Yes. It's always been this way. You can get bored and jaded, or you just think "eh I'll skip this lifechanging event because I can always go next time. When I used to go elsewhere it always blew me away how excited people were. I DJ'd a Making Time party in Philly and it was so huge and it was like THE event. Another time I came down to DC to DJ a Rapture show at the Black Cat and there were like 4 events going on there with all these different scenes but like, all the kids were out at that one venue that night. In New York it's easier to keep to your own little scenes because there's so much going on.

My theory was that cell phones broke New York. In a city where there are so many things happening in so many places at once, it just perpetuates this sense of ... aloofness? Maybe not that word. People constantly looking for something else to do as soon as they get to the first thing because they know there is something else going on and it's easy enough to get there.

Nah, this used to be worse pre-cellphone. Back when everything was still in manhattan you'd just go from bar to bar to club everyone hopped around. Now things are more spread out, you're less likely to hop from like PS1 to Nowadays or something. Though Uber/Lyft certainly works, esp for the trust funders.

- _Challenge_
Extend the discussion above about New York nightlife, picking up after its final sentence. The lines that follow come from an unrelated source.

- _Information shown_
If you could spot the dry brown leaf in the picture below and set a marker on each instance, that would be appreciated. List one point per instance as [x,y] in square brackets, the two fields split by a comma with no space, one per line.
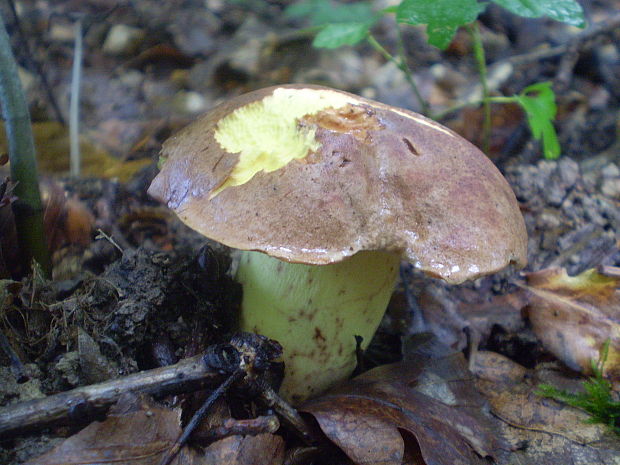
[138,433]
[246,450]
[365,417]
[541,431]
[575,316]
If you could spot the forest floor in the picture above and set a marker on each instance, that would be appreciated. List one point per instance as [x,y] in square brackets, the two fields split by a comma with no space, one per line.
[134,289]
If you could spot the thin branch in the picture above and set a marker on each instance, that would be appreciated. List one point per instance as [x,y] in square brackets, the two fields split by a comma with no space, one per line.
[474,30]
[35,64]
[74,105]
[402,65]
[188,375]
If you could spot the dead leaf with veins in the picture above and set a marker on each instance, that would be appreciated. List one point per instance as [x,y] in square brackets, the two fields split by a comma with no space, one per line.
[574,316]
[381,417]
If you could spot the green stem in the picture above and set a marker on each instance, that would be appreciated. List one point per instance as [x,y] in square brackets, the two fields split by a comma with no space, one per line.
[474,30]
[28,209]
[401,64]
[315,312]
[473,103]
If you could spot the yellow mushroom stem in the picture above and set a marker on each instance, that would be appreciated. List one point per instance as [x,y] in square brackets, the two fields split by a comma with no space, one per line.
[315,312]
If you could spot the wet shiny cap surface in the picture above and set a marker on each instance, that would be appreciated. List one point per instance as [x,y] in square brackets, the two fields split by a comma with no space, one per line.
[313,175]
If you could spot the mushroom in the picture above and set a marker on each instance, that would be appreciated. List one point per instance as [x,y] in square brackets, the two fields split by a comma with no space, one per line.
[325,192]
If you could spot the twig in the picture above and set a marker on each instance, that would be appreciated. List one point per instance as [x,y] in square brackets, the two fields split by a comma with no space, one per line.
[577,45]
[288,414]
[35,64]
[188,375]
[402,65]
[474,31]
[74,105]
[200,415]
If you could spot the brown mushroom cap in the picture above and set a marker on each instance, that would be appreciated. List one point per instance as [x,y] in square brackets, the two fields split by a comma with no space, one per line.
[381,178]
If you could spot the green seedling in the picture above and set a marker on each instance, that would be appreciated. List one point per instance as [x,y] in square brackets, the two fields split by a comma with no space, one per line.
---
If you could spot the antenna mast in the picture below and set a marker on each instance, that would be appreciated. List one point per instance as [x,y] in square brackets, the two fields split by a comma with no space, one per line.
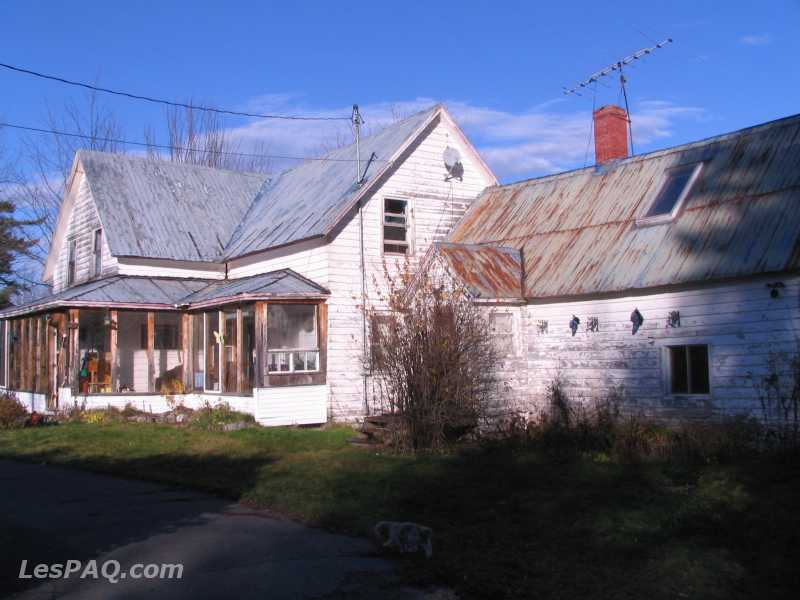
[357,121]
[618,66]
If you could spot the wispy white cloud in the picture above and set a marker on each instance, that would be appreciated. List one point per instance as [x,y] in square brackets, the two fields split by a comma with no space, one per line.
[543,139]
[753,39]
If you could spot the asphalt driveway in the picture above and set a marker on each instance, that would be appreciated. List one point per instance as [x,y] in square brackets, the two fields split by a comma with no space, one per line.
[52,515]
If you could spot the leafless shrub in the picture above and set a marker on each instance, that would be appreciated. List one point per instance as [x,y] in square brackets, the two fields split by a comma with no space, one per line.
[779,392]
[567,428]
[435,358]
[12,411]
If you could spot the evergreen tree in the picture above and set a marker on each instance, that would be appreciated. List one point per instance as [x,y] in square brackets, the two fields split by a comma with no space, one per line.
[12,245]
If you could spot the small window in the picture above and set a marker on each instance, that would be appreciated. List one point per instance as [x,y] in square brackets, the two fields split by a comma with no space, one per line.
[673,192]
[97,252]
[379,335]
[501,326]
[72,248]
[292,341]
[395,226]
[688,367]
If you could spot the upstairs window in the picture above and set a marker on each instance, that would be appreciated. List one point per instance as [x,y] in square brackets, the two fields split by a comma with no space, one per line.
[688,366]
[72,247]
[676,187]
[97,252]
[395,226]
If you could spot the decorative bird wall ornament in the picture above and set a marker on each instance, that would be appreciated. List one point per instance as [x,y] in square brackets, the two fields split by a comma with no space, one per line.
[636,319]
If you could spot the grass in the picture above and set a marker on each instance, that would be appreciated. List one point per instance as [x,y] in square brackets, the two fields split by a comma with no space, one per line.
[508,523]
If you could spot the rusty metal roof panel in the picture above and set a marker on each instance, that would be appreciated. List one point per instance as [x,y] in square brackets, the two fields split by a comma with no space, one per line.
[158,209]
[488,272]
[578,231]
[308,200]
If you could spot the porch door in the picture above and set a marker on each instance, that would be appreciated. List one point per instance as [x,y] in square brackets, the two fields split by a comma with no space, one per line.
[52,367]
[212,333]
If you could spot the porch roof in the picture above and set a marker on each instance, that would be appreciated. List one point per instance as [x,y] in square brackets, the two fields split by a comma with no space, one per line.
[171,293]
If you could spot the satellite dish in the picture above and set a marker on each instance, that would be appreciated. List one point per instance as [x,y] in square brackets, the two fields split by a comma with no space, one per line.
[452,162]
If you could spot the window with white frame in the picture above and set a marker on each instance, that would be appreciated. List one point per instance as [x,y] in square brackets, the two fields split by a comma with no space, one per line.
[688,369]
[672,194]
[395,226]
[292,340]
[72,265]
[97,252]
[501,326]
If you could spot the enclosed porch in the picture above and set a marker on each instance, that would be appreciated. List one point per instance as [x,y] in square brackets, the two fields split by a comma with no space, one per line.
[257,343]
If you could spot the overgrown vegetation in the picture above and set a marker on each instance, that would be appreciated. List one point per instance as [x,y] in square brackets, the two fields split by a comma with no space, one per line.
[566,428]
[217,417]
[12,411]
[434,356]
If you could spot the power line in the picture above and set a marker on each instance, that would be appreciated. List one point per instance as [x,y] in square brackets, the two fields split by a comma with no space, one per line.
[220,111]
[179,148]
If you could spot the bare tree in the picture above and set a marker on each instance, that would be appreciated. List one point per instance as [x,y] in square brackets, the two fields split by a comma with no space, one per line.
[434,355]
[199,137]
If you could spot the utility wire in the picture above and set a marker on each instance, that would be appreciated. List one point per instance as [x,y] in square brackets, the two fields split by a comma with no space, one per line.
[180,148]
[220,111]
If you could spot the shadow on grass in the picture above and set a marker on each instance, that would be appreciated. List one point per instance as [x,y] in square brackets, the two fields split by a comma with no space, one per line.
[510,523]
* * *
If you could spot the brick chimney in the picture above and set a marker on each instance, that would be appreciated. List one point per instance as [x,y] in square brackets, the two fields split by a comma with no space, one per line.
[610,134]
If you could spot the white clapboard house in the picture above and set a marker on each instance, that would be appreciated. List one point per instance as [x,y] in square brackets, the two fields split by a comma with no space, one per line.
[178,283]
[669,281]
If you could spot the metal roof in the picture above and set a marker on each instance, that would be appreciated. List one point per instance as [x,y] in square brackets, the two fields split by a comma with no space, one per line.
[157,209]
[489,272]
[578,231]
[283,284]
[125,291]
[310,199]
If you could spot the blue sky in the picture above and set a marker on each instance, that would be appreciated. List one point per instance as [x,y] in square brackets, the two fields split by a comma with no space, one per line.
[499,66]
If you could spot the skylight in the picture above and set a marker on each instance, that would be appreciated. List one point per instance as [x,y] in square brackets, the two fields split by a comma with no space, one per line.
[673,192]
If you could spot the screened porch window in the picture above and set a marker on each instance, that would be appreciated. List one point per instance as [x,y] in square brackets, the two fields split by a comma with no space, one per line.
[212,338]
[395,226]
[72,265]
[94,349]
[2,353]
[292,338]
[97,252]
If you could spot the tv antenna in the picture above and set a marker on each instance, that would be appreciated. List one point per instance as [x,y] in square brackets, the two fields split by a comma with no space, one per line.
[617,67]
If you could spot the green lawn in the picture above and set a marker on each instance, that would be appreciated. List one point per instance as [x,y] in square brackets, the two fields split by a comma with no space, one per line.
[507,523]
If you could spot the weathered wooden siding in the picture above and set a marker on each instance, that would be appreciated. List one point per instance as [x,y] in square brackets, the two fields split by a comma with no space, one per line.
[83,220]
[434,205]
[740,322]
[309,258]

- _Answer to the task_
dan selzer, Thursday, 8 February 2018 20:19 (six years ago) link

The internet does have the weird effect of letting you just parachute into any scene you want with no prior knowledge. Pre-internet I never would have found BNSC and been able to show up on a random saturday night as probably the oldest person there by 5-10 years. I still suspect people largely do stuff in the immediate neighborhoods around them though, bc cabs are expensive and the subway takes forever

Fedora Dostoyevsky (man alive), Thursday, 8 February 2018 20:33 (six years ago) link

is NYC that bike-friendly? seems like it'd be the best way to get around

marcos, Thursday, 8 February 2018 20:36 (six years ago) link

I don't know, I used to use Flyer magazine like that. Or even Time Out. Just look at the listings and go over to any event that seemed interesting. But I was fearless (and lonely) in my early 20s. I've never even been to Bossa Nova.

I do assume unless you can handle lyft, people aren't hitting as many spots as they used to, but usually two. When I've dj'd places in bushwick it used to be common that everybody would show up at like 2 am. So like the kids would go out in manhattan or some trendier fancier place but then go home and end up at Tandem.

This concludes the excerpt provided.